原文:
まず、連絡先ですが、「マスコミ電話帳」というものがあります。(私は使っていなかったのですが、「広報・マスコミハンドブック」というのもあります。)アフィリエイトサイトではないので、ご自分でAmazonで検索してください。これを見て、関係のありそうな、取り上げてもらいたいメディアに、ご自分で作ったプレスリリースをFAXするというのが基本です。大手新聞社から始まって、専門紙や専門雑誌までこれらには網羅されています。当然大手新聞社やテレビは取り上げられる確率は低いです(冒頭のように無数にFAXが届いています)ので、その内容に関連する専門性や地域性のあるメディアを活用する、ということはとても大事です。FAXしたあと、ご丁寧に電話する、という指導をされる方にもあったことがありますが、ほとんど意味ないしむしろ迷惑だと思っています。相手にはたくさん届いていていちいち確認できませんので。
その前に(当然)、プレスリリースを作成します。基本はA4 1枚です。なぜかは冒頭の大手メディアの担当者の行動を見ればお判りでしょう。1秒で判断されることをまず前提にするのです。書式は立派な会社の事例を見ればよいと思いますが、細かい内容よりも、「具体的だがキャッチーな見出し」「最終読者の目を引く絵柄」が大事です。末尾には、自社の担当者と連絡先を記載し、冒頭の見出しはやや大きめ(やたら大きくしても無駄です)に記載します。同じものをWEBサイトにも掲載するのが通常ですし、ネットメディアでの活用、メールでの活用も考慮するとカラーで作成したほうが良いのですが、主力はFAXでモノクロになりますので、写真やロゴはFAXで送ったら真っ黒にならないようにする必要があります。運が良ければ「カラーの高精細の画像を送ってください。」という電話がかかってきます。
ただし、地域メディアや専門メディアの場合は、先述のようなFAX洪水は多少は緩く、これに伴いこの「瞬間判断」の制約はすこしは緩いようなので、きちんと説明しても、読んでもらえる可能性は大手よりも高まります。ここに重点を置く、と決めてかかって少し内容を増やす方法もあります。
【代行業者 支援業者】
最近のインターネットのニュースサイトを見ていると、プレスリリースの記事をPR TIMESというサービスが配信しているのを見たことがあると思います。ここが最大手なのですが、こうした「送付先メディアを選んで、FAXダイヤルして」という作業を代行してくれる業者があります。最近ではこれらを使う方法が多くの場合用いられています。これらの代行業者はメディアを選ぶと数百のメディアに配信してくれますので自分でやるよりもはるかに効率的です。ただし、このような代行業者の存在がメディアでのプレスリリースが氾濫して埋没することを促進している面もあります。サービス料金については各サービスのwebサイトを確認してください。小さな会社にとっては意外に高いです。ただ、よほどの専門性の高いメディアでない限り、目指すところに数個自分でダイヤルしてFAXしても、そこには配信業者から同じようなFAXが大量に届いており、もはやここまでくると「確率論」に頼らないと埋没してしまう状況になっているので自分も数を打たざるを得なくなっている側面もあるのです。

データ抜粋:
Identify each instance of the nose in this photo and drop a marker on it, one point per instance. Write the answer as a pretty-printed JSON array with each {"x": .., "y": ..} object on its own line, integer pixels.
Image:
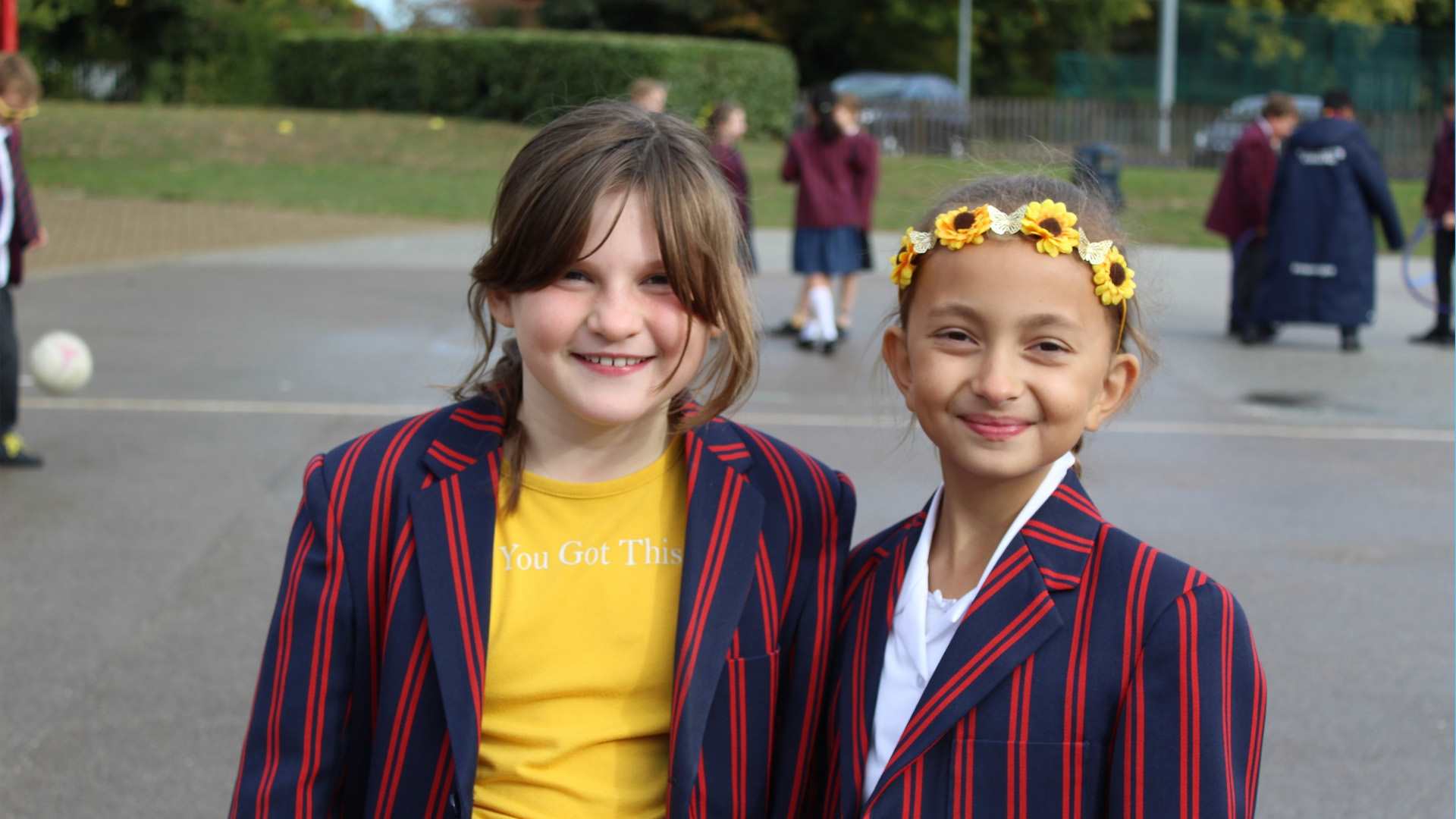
[
  {"x": 617, "y": 314},
  {"x": 996, "y": 379}
]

課題 1:
プレスリリースに関する原文が、プレスリリースを届ける手段や活用先として挙げているものをすべて列挙してください。
課題 2:
プレスリリースに関する原文では、プレスリリースの基本の分量はどのように述べられていますか。
課題 3:
プレスリリースに関する原文の最後の文に続けて、その先を書き進めてください。

回答 1:
FAX、WEBサイト、ネットメディア、メール

回答 2:
A4 1枚です。

回答 3:
そこを乗り越えるのは、もう丁寧にサンプルを送る、映像を送る、といったプラスアルファの対応を行う必要がでてきます。
代行業者はたくさんあります。無料で行うwebサイトもありますが、もちろん限界もあります。私は(もう4年以上前の話ですが)@PRESSというサービスを20回ほど利用していました。なぜ、ここを使っていたかというと、文章の書き方の添削やメディアの選び方の助言を初心者の私に担当者が手取り足取り教えてくれたからです。ただ、時には記載のニュアンスで意見が対立し自分の意見を押し通したこともありました。また、メディアで取り上げてもらうための工夫やこれは実施しなかったのですが番組コーナーへの企画持ち込みなど、今回ここに記載した内容の基礎になることを教えてくれたのがこのサービスの担当者だったのです。
今webサイトをみるとPR TIMESはじめ他の会社もこうした支援サービスを開始しているようです。お金を払ってこうしたところに指導を受ける、という方法もあります。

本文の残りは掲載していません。